Short task: Copy the stretch from the line containing "Reviewer note: confirm that every instance of the tree carries" through the end of the records, requests included, and scale every x and y coordinate in the answers by 0.2, rounding to the nearest whole number with halves rounded up.

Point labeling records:
^^^^
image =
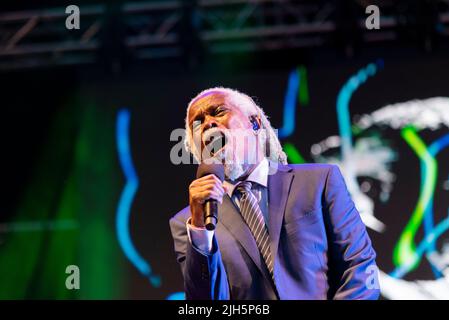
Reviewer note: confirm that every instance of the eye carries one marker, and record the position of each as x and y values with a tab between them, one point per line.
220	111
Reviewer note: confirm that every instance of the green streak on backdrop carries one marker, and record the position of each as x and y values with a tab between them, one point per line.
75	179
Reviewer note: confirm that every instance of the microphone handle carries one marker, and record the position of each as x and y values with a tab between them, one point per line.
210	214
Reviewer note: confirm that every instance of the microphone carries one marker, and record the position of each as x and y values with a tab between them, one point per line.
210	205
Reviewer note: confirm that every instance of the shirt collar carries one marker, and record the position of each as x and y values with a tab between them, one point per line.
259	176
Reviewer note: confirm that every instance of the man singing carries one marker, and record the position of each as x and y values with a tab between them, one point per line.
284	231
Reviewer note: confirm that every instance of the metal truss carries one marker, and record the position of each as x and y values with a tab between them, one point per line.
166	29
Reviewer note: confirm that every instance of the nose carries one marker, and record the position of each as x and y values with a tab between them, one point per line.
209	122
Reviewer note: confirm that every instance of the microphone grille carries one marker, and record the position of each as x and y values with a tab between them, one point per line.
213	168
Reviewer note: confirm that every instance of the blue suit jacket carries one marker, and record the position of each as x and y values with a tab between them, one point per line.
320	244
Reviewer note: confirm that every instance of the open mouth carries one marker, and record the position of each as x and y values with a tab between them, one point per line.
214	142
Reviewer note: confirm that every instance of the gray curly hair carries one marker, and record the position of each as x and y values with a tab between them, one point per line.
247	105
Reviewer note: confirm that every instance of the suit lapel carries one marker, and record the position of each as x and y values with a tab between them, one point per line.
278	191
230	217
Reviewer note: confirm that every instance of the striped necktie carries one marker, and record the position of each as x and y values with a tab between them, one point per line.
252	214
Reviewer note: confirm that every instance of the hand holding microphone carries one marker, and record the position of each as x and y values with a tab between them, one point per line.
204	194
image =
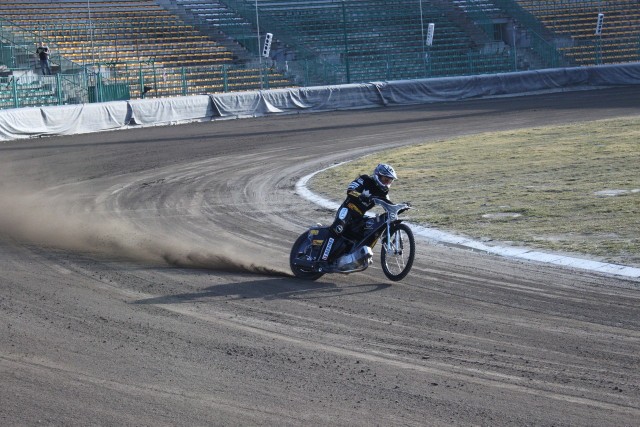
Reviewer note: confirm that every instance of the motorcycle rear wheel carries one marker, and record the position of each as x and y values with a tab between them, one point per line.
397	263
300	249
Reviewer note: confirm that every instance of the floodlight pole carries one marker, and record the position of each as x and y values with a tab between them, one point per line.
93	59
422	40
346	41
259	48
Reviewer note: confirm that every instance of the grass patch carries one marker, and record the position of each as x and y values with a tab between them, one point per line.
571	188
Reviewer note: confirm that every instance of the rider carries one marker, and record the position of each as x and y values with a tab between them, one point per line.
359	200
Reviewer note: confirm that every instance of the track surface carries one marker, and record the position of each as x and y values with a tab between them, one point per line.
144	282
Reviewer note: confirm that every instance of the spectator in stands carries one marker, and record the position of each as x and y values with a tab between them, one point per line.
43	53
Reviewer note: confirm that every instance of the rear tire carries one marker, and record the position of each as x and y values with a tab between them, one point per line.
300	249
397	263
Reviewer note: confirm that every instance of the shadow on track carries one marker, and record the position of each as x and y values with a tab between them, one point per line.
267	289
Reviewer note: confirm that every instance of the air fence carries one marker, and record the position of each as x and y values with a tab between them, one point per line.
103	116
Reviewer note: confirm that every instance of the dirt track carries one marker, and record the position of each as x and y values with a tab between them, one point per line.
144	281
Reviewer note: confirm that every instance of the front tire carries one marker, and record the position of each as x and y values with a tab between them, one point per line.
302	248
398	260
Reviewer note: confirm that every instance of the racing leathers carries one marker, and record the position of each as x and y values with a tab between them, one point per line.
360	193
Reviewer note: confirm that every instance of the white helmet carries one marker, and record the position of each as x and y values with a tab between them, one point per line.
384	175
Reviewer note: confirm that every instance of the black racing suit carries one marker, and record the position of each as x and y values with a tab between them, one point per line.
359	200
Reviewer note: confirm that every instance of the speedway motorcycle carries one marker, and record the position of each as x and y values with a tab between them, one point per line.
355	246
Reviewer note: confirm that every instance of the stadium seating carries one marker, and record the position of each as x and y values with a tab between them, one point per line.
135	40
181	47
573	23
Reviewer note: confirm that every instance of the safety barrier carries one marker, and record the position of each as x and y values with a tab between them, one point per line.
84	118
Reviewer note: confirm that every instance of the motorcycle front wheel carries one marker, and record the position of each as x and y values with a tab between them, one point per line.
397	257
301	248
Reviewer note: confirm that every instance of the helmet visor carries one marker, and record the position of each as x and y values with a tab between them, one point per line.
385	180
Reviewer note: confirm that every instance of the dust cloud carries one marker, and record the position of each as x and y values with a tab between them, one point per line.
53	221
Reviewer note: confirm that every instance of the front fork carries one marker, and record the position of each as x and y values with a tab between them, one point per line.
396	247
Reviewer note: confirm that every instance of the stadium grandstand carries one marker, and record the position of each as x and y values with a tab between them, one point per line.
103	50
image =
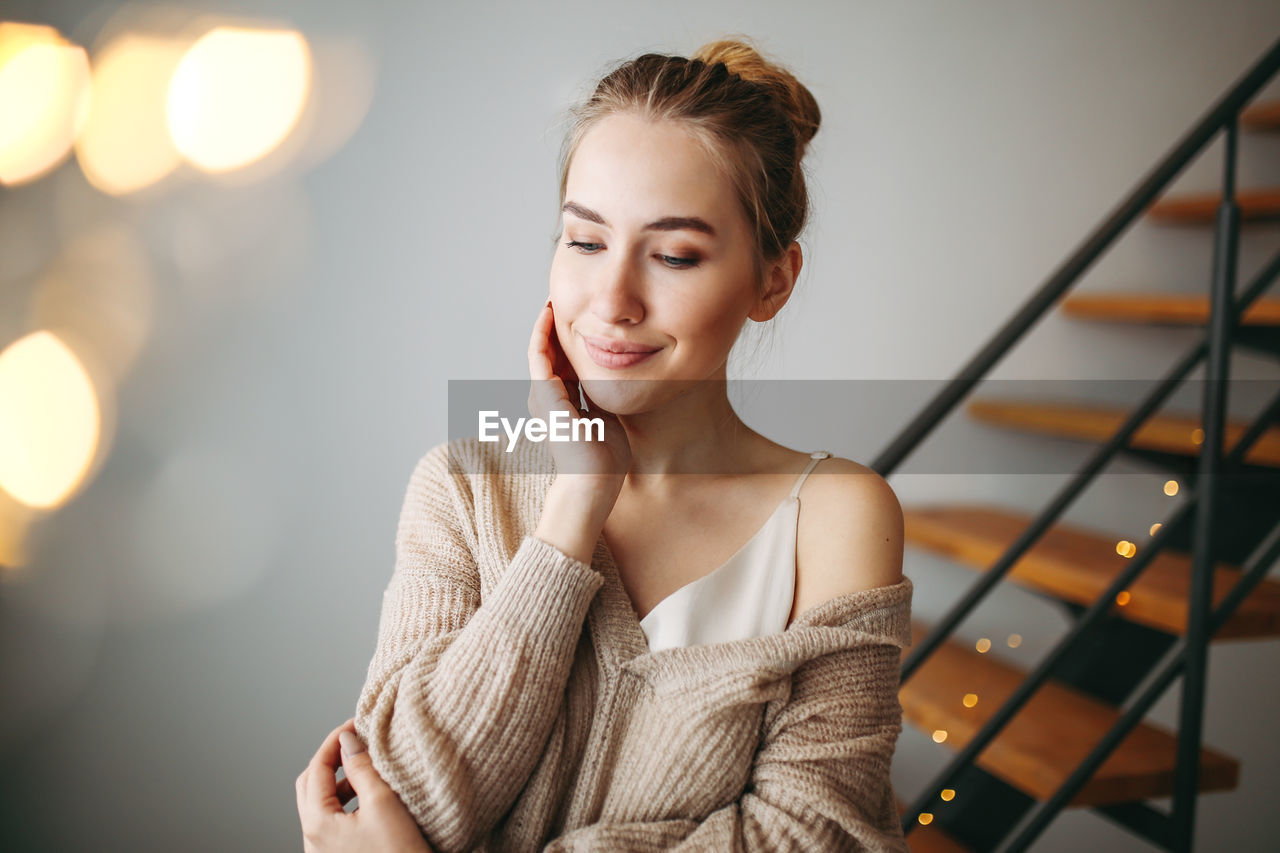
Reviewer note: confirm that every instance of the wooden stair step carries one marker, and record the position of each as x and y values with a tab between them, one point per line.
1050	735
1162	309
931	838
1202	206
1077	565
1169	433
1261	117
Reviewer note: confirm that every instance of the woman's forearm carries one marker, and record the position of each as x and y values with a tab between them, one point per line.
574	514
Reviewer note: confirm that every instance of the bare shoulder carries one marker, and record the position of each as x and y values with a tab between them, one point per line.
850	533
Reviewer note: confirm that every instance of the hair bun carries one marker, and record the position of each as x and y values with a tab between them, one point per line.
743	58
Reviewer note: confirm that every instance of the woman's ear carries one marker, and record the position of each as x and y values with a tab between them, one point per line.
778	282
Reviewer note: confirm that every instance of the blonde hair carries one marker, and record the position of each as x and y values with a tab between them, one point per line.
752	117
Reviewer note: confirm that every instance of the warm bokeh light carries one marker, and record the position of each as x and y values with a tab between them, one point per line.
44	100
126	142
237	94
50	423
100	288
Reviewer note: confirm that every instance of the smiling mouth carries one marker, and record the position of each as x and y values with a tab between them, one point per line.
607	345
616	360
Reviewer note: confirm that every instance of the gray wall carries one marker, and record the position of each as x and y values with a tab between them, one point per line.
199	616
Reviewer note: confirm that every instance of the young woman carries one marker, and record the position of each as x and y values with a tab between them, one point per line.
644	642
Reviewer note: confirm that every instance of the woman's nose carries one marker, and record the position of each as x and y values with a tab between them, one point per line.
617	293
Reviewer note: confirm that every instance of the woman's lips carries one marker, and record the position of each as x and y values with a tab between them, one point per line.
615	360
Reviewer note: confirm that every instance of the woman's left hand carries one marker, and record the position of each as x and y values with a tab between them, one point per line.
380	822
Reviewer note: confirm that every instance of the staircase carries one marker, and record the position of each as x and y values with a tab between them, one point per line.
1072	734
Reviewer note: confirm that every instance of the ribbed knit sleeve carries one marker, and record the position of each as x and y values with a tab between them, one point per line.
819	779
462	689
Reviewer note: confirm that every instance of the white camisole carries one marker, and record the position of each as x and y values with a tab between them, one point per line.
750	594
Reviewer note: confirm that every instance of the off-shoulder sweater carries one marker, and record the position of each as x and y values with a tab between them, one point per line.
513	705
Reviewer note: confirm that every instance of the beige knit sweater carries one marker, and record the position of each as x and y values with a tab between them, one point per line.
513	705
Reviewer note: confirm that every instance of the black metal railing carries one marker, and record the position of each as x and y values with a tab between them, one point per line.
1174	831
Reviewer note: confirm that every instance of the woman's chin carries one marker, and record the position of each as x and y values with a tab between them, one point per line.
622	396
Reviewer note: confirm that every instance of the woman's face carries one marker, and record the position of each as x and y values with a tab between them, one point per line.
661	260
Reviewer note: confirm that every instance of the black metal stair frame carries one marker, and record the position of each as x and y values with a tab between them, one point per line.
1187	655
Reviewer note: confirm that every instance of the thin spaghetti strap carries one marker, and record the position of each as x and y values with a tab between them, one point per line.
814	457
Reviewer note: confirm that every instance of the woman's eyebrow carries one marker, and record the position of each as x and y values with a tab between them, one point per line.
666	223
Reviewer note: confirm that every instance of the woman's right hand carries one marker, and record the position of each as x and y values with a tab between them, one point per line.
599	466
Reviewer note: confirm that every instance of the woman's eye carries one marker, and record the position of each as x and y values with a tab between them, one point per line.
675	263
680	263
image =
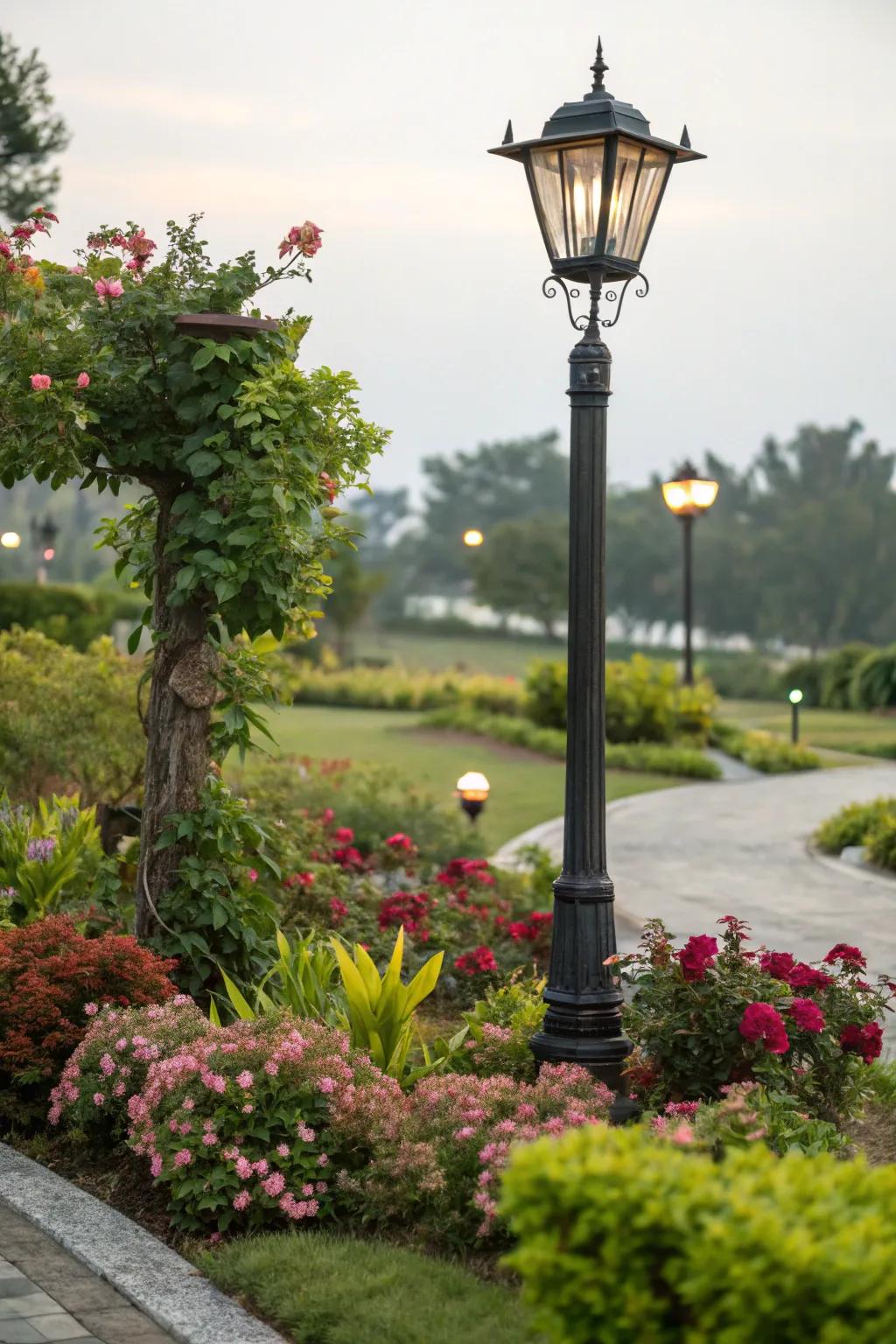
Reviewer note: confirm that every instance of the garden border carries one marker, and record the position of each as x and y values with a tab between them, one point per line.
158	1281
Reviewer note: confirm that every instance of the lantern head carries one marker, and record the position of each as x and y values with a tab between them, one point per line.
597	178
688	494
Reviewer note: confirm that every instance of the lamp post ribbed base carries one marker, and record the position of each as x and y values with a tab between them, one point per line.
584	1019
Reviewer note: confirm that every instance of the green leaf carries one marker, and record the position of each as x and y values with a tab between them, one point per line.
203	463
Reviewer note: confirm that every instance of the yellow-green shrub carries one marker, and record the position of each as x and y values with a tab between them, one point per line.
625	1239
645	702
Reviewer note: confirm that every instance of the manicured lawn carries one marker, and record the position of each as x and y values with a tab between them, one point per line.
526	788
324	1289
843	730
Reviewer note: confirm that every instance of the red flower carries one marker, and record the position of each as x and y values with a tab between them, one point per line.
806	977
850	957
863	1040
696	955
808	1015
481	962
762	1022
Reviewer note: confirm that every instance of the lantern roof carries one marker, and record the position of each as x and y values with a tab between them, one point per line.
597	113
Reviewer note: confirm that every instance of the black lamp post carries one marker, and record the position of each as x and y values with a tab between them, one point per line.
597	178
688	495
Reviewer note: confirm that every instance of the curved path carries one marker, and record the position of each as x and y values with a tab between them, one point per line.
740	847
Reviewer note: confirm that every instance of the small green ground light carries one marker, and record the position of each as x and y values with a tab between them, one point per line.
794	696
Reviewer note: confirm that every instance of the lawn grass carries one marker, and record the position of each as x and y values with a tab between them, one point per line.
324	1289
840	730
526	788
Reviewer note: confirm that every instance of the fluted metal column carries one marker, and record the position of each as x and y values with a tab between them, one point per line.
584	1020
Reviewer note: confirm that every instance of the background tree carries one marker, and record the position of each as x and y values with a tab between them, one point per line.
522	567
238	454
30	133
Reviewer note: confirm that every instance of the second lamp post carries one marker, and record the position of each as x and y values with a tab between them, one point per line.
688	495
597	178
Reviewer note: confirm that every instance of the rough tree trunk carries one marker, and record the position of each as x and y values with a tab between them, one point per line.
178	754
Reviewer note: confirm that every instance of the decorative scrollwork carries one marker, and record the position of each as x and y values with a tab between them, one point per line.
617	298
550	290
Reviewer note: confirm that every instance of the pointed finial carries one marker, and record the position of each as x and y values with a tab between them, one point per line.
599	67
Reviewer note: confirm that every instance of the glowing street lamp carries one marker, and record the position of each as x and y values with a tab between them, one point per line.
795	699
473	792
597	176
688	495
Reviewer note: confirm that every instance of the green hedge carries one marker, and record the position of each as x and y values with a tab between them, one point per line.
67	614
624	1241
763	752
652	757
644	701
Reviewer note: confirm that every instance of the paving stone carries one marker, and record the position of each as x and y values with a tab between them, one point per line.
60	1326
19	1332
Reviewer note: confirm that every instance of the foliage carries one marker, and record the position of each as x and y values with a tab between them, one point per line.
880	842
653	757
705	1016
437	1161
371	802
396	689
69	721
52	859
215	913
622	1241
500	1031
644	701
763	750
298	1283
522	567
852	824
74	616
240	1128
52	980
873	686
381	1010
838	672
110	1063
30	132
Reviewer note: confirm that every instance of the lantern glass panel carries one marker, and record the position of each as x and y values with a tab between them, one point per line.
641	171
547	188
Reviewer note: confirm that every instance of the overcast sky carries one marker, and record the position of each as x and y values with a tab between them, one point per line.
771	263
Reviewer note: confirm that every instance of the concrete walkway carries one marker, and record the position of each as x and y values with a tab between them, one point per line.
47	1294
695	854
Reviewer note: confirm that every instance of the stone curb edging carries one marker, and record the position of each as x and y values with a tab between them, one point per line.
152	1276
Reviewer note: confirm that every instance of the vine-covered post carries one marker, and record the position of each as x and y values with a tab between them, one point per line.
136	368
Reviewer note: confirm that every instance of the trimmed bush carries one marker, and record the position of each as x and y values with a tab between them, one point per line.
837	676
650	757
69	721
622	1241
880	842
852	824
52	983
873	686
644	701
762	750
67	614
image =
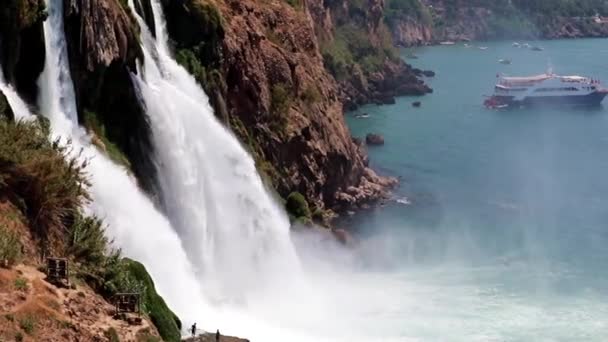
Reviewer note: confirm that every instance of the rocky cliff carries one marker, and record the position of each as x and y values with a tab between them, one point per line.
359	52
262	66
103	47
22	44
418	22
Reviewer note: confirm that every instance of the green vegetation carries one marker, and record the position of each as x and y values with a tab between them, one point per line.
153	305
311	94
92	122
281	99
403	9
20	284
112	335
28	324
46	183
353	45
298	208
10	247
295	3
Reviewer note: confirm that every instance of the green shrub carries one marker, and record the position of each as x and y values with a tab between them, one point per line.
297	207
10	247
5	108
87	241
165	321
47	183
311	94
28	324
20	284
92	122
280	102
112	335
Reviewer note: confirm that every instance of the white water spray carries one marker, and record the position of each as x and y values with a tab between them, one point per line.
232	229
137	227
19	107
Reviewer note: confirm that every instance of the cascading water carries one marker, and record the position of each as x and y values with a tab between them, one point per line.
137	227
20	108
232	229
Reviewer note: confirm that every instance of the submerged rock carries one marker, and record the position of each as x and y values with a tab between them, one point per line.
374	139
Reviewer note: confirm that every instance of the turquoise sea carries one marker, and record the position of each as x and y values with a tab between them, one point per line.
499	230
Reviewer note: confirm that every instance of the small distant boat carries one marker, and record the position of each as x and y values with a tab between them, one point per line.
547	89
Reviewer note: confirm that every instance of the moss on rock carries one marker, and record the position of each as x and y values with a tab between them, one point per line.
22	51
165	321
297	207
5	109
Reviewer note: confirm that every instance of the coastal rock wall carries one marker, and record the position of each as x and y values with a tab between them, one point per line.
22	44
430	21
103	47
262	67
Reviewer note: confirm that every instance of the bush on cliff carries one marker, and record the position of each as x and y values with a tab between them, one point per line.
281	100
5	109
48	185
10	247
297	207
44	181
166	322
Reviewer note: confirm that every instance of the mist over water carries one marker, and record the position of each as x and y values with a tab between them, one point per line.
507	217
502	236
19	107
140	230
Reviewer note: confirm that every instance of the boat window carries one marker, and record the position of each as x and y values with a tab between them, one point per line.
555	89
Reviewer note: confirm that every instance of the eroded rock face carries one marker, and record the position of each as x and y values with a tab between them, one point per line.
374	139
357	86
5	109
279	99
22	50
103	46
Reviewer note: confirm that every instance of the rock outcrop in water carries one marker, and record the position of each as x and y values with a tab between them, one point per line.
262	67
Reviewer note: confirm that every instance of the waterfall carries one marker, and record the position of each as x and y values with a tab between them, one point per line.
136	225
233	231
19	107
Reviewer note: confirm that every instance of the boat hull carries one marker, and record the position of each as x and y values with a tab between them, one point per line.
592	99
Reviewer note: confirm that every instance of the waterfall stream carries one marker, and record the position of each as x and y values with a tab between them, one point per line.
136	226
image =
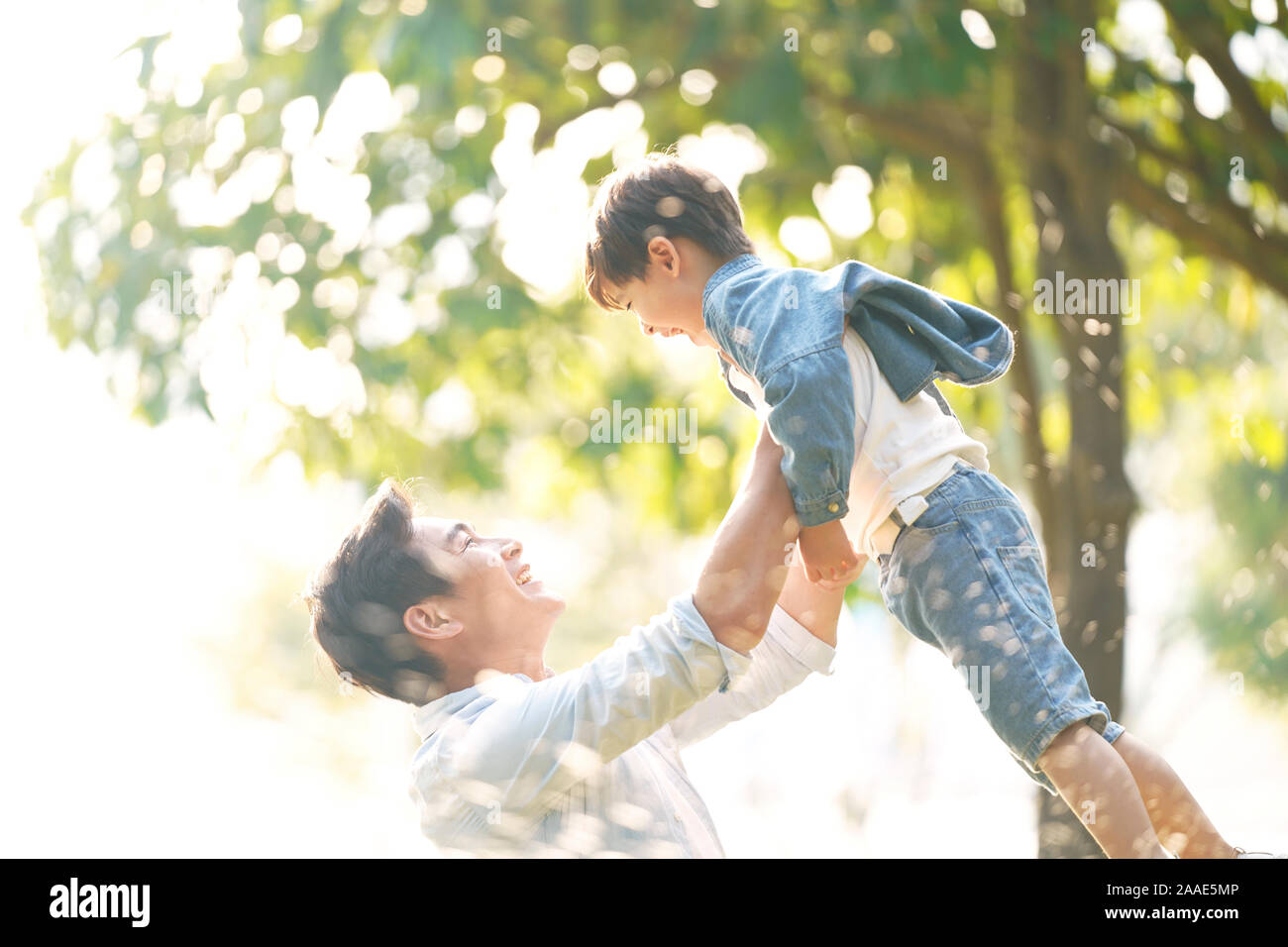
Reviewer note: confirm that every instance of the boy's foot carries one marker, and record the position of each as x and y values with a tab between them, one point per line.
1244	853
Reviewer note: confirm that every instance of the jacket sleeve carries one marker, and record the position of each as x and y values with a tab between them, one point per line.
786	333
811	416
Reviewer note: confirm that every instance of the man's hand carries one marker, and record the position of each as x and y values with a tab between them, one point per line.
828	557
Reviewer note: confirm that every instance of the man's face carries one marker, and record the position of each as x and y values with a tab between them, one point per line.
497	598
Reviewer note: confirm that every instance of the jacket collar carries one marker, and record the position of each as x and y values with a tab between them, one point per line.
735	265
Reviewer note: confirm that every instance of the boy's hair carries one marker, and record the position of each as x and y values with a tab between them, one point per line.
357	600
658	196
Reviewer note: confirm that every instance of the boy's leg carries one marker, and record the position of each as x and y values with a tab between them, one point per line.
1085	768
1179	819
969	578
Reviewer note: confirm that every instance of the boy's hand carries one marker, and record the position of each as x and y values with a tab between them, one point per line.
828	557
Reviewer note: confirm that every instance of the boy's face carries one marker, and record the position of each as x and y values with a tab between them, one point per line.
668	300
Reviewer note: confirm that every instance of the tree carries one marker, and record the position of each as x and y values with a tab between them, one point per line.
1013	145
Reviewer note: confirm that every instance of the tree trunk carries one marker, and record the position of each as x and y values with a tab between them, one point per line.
^^^^
Reply:
Reviewer note: confirm that every instance of the tree carries one marker, and record the position of each as x and y values with a tab between them, one point per line.
203	29
Reviewer note: confirm that every instance of the tree trunk carries one marker, and record the position of each as x and y values with a tab between them, one point per line.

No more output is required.